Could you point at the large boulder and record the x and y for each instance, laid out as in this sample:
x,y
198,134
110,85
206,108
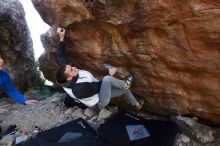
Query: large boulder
x,y
16,45
171,47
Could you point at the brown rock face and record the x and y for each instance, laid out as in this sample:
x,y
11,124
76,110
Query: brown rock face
x,y
171,47
15,44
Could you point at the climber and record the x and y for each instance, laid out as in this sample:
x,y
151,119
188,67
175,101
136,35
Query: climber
x,y
7,86
82,86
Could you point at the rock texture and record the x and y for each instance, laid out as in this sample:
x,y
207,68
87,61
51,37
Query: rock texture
x,y
15,44
171,47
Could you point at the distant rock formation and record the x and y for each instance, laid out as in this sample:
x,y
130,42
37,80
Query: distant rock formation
x,y
16,45
171,47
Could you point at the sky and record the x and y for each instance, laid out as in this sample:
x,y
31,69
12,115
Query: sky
x,y
36,26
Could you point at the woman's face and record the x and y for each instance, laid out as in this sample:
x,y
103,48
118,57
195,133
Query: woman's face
x,y
1,63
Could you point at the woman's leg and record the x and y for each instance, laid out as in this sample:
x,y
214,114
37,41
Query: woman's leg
x,y
112,87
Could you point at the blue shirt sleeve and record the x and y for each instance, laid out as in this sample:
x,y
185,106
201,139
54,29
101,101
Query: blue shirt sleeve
x,y
8,87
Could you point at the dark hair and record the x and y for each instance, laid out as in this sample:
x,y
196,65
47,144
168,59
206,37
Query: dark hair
x,y
60,75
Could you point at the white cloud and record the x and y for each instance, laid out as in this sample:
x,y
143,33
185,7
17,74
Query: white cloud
x,y
36,26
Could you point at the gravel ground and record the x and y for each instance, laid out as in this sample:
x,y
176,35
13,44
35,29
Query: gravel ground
x,y
51,112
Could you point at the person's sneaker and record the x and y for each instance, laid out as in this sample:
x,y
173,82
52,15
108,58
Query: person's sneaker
x,y
128,81
107,66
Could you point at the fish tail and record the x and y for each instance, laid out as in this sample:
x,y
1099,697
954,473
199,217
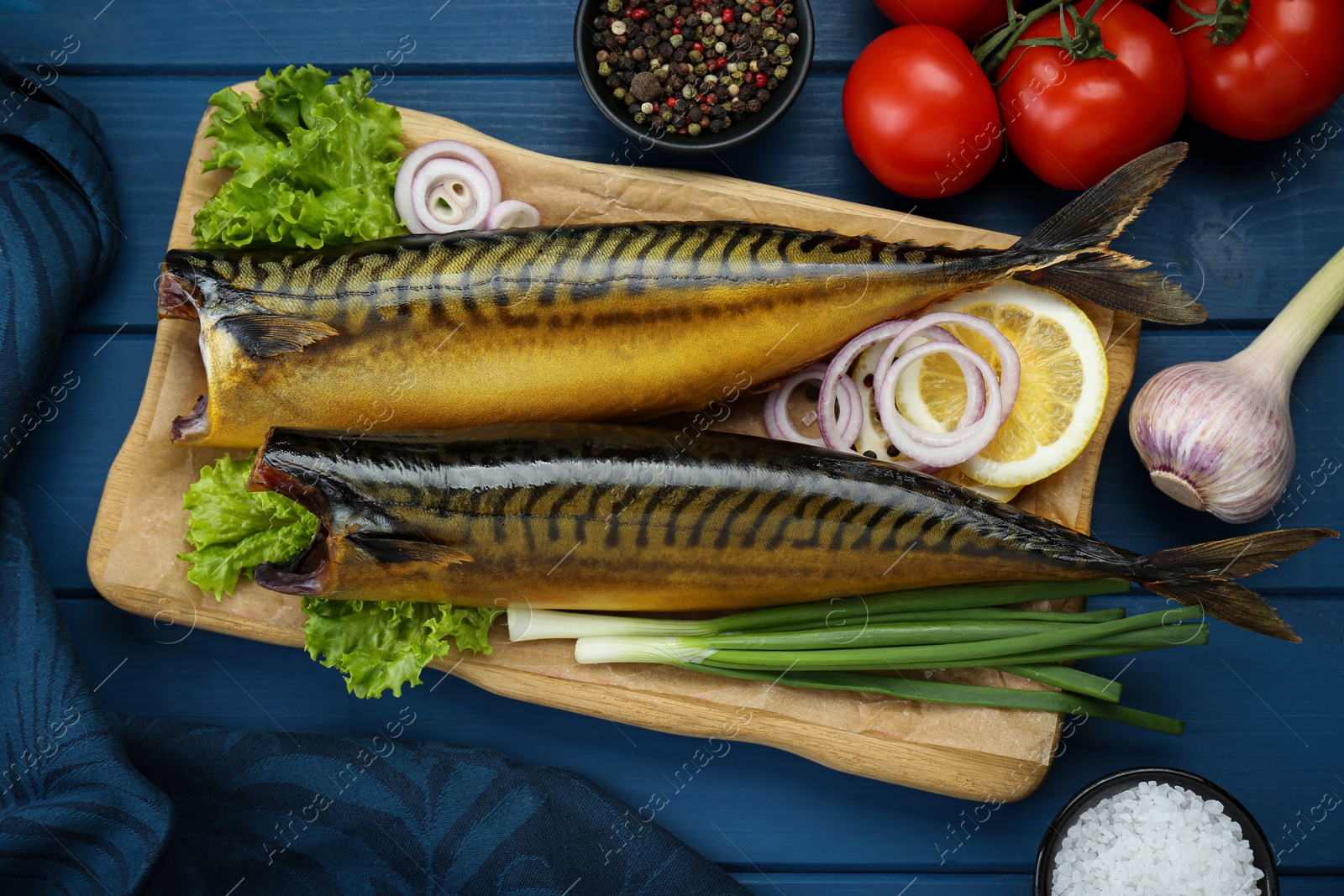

Task description »
The records above need to be copied exactly, with the pictures left out.

Task output »
Could you point at the large boulder and record the x and y for each instance, laid out as in this sample:
x,y
198,134
110,85
206,108
Query: large boulder
x,y
16,45
171,47
Could you point at the brown rock face and record the x and y for each instance, laid out as in this sample:
x,y
11,124
76,110
Query: brown rock face
x,y
171,47
15,44
Could you point at the climber and record the x and y for each instance, laid out as in this sample:
x,y
151,119
188,67
175,101
136,35
Query: climber
x,y
7,86
82,86
Could you point at the rock texture and record the x and y for each instance, laid out as in this sample:
x,y
207,68
87,61
51,37
Query: rock texture
x,y
15,44
171,47
Could you point at the distant rock formation and record the x and y for each instance, laid out as in this sample:
x,y
130,42
37,80
Query: distant rock formation
x,y
16,45
171,47
Could you point at the sky and record the x and y for each instance, laid out as in this sample:
x,y
31,69
12,115
Query: sky
x,y
36,26
Could you point at the woman's face and record the x and y for each instance, laid out as in this sample:
x,y
103,48
118,57
195,133
Query: woman's face
x,y
1,63
Could you point at the woman's leg and record the x and y for each instance, laid out as in this sample:
x,y
214,114
37,41
Query: woman's leg
x,y
112,87
Could you point at the blue shirt sleeve and record the x and y for each instance, laid out as in this sample:
x,y
185,106
201,139
54,29
101,101
Query: blue shirt sleeve
x,y
8,87
Could you point at the dark hair and record the x and y for each instance, laid out as in this sample:
x,y
196,65
47,144
168,59
206,37
Query: dark hair
x,y
60,75
Could you point at the white cloud and record the x and y for each instance, laid out as in this sample:
x,y
143,33
185,7
17,74
Query: white cloud
x,y
36,26
Could you point at the gravel ground and record the x and y for each instance, laid out as in this sample:
x,y
176,35
13,44
35,29
Query: gravel ground
x,y
51,112
Could you point at the person's sneaker and record the x and y for each instance, laid out as in this sample:
x,y
173,82
52,15
108,58
Query: person's sneaker
x,y
128,81
107,66
Could you point at the fish tail and record the x and y for each instance, laid out as in this sample:
x,y
1099,697
954,473
199,217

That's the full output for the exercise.